■ ABOUT THIS TASK: From the line containing "Include occluded instances." through the last line of the entries below, repeat each line word for word and leave out the rest.

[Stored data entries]
━━━━━━━━━━━━━━━━━━━━━━━━━━━━━━
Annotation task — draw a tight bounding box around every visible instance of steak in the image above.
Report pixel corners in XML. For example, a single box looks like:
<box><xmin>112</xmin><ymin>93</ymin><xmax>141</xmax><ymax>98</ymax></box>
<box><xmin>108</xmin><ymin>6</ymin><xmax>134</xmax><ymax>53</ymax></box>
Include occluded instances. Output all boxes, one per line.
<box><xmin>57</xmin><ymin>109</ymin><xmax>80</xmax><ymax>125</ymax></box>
━━━━━━━━━━━━━━━━━━━━━━━━━━━━━━
■ ANSWER BELOW:
Include occluded instances. Output all boxes, one per line.
<box><xmin>57</xmin><ymin>109</ymin><xmax>80</xmax><ymax>125</ymax></box>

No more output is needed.